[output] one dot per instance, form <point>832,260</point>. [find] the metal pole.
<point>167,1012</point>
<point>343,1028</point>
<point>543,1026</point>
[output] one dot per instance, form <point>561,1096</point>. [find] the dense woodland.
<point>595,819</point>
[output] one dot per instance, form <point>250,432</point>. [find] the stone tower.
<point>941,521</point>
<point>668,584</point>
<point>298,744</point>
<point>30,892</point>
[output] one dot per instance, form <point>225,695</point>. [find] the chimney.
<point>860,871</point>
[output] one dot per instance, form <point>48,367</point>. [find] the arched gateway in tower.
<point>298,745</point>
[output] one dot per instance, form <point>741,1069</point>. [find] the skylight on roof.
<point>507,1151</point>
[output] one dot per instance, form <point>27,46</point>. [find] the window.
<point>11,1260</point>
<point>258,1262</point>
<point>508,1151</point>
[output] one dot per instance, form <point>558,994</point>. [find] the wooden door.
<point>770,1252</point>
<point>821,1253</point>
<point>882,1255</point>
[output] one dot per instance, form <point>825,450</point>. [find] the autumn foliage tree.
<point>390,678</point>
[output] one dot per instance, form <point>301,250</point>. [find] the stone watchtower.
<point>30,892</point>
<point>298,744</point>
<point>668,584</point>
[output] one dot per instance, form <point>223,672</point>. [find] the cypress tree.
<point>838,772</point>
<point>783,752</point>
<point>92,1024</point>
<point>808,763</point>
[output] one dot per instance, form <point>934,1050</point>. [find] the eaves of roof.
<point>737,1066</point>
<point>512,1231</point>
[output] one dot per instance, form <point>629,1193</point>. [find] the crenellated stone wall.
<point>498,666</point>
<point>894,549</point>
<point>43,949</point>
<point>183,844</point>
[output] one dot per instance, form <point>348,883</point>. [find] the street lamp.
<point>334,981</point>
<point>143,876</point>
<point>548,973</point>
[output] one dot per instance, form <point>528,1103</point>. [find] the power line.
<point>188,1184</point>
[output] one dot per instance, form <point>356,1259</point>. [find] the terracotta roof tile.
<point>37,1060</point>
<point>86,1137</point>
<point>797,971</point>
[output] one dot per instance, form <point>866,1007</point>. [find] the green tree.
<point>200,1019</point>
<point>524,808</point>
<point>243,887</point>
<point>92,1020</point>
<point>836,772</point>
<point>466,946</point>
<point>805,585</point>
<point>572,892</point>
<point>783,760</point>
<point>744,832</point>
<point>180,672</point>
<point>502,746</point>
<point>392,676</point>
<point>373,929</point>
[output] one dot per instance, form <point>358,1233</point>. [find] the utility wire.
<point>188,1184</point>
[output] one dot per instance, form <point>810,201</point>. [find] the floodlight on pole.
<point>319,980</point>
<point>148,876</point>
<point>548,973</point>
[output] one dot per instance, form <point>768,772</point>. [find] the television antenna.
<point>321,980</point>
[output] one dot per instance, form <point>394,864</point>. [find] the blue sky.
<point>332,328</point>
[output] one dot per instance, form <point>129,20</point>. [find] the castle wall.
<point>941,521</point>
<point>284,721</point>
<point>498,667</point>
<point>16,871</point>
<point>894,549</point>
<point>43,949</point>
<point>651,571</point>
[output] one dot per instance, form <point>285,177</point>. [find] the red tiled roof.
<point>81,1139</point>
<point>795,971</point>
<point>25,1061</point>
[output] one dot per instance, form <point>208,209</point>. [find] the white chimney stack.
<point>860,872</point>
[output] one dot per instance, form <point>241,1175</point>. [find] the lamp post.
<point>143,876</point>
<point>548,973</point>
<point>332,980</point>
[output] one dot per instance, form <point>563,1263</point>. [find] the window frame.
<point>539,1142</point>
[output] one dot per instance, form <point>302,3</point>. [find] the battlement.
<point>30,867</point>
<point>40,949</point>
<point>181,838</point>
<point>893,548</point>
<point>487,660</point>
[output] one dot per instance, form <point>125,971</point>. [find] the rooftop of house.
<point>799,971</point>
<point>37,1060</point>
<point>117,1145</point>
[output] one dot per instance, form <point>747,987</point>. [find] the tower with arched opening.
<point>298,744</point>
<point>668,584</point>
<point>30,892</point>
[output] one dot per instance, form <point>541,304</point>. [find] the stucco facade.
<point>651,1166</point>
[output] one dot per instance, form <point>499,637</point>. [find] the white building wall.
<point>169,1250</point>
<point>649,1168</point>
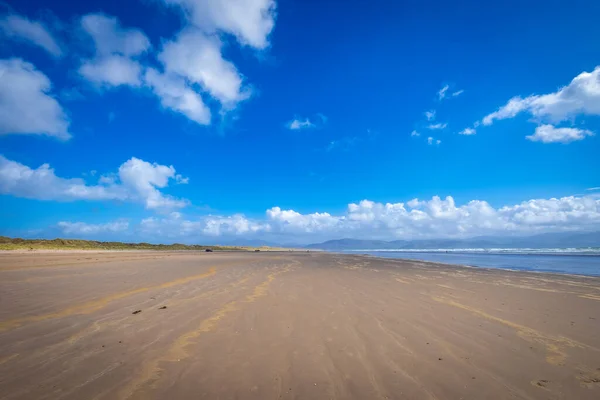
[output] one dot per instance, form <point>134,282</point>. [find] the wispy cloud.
<point>431,141</point>
<point>467,131</point>
<point>552,134</point>
<point>442,92</point>
<point>20,28</point>
<point>437,126</point>
<point>297,124</point>
<point>342,144</point>
<point>430,115</point>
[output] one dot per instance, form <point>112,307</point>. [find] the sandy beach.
<point>290,325</point>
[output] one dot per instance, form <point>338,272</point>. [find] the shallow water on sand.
<point>558,263</point>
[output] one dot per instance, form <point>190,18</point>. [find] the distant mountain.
<point>545,240</point>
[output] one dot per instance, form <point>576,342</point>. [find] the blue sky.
<point>298,121</point>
++++++++++++++++++++
▶ Your task:
Drop the images; return the entries above exactly as they appear.

▶ Answer box:
[output] one dot per instance, form <point>832,260</point>. [find] the metal pole.
<point>167,1012</point>
<point>343,1028</point>
<point>543,1026</point>
[output] one dot per instance, form <point>561,1096</point>. [find] the dense woodland.
<point>595,819</point>
[output] one dot per instance, form <point>250,432</point>. [find] the stone tower.
<point>941,521</point>
<point>668,584</point>
<point>298,744</point>
<point>30,892</point>
[output] one dot per instance, form <point>225,695</point>. [find] the chimney.
<point>860,871</point>
[output] one dot per instance, form <point>48,367</point>. [find] the arched gateway in tower.
<point>298,745</point>
[output] one dot per instance, form <point>741,1069</point>. [find] the skylight on roof.
<point>507,1151</point>
[output] one dot per instance, form <point>27,46</point>. [find] the window.
<point>11,1260</point>
<point>258,1262</point>
<point>508,1151</point>
[output] one dot per instance, form <point>558,994</point>. [find] the wooden door.
<point>770,1252</point>
<point>821,1253</point>
<point>882,1255</point>
[output] one dot per instance, form <point>825,450</point>. [find] the autumn foliage tree.
<point>390,678</point>
[output] one dot per instance, form <point>301,250</point>. [find] the stone watchtower.
<point>30,892</point>
<point>298,744</point>
<point>668,584</point>
[output] one dot per instance, form <point>223,672</point>. [find] the cypress tree.
<point>838,772</point>
<point>783,752</point>
<point>92,1024</point>
<point>808,763</point>
[output] one dot per instance, form <point>934,1050</point>. [find] the eaves of roof.
<point>737,1066</point>
<point>512,1231</point>
[output] one dot per instance, form <point>629,1193</point>. [find] the crenellated stone wall.
<point>498,666</point>
<point>894,549</point>
<point>43,949</point>
<point>183,844</point>
[output] one dot per instance, form <point>348,883</point>. [find] the street lamp.
<point>334,981</point>
<point>143,876</point>
<point>548,973</point>
[output] one dot per instance, form <point>528,1103</point>. [find] the power line.
<point>188,1184</point>
[output] one dot per instance, form <point>356,1259</point>. [find] the terracotta roof tile.
<point>37,1060</point>
<point>86,1137</point>
<point>797,971</point>
[output] one dot per instance, form <point>866,1007</point>. [find] the green tree.
<point>200,1019</point>
<point>524,808</point>
<point>243,887</point>
<point>92,1020</point>
<point>836,772</point>
<point>466,946</point>
<point>805,585</point>
<point>572,892</point>
<point>783,760</point>
<point>744,832</point>
<point>180,672</point>
<point>502,746</point>
<point>392,676</point>
<point>373,929</point>
[output] one dot per instance, form <point>358,1233</point>. [find] the utility wire.
<point>188,1184</point>
[output] one dot per instance, form <point>810,201</point>. [find] the floodlight on pole.
<point>319,980</point>
<point>148,876</point>
<point>548,973</point>
[output] one dot per instance, form <point>768,772</point>. [find] the television antenna.
<point>321,980</point>
[output] one dot per instance, form <point>394,864</point>. [find] the blue sky.
<point>332,328</point>
[output] one dot per instance, form <point>129,20</point>. [find] the castle wall.
<point>941,521</point>
<point>284,721</point>
<point>498,667</point>
<point>16,871</point>
<point>894,549</point>
<point>43,949</point>
<point>651,571</point>
[output] one dot per instance, form <point>285,177</point>. [find] the red tiled roof.
<point>81,1139</point>
<point>795,971</point>
<point>25,1061</point>
[output] one dot per instance, form <point>208,209</point>. [find] the white chimney stack.
<point>860,872</point>
[output] one dot per instance, form <point>241,1175</point>. [find] the lamp post.
<point>143,876</point>
<point>548,973</point>
<point>332,980</point>
[output] one dot per instance, form <point>563,1263</point>. [find] the window frame.
<point>539,1142</point>
[output] one dot per instance, form <point>302,3</point>. [find] the battlement.
<point>30,867</point>
<point>40,949</point>
<point>181,838</point>
<point>893,548</point>
<point>487,660</point>
[output] one dot per instance, form <point>125,971</point>. [find] the rooftop of house.
<point>799,971</point>
<point>37,1060</point>
<point>117,1145</point>
[output] one dot per instance, form <point>747,987</point>. [find] the tower with arched opening.
<point>298,744</point>
<point>668,584</point>
<point>30,892</point>
[output] one dot per instance, form <point>541,304</point>. [find] the stucco facade.
<point>651,1166</point>
[output] one dot per instance, form <point>499,637</point>. [find] the white building wall.
<point>169,1250</point>
<point>649,1168</point>
[output] one dot per instance, form <point>134,282</point>. [find] the wispy cloud.
<point>431,141</point>
<point>467,131</point>
<point>552,134</point>
<point>442,92</point>
<point>20,28</point>
<point>437,126</point>
<point>297,124</point>
<point>342,144</point>
<point>430,115</point>
[output] one dot per instance, form <point>112,307</point>. [find] the sandy beach.
<point>290,325</point>
[output] one dot per instance, form <point>338,272</point>. [find] the shallow water on sand.
<point>558,263</point>
[output] one dot per instance, form <point>190,18</point>. [find] the distant mountain.
<point>545,240</point>
[output] one dot per instance, form <point>576,342</point>. [find] the blue sky.
<point>298,121</point>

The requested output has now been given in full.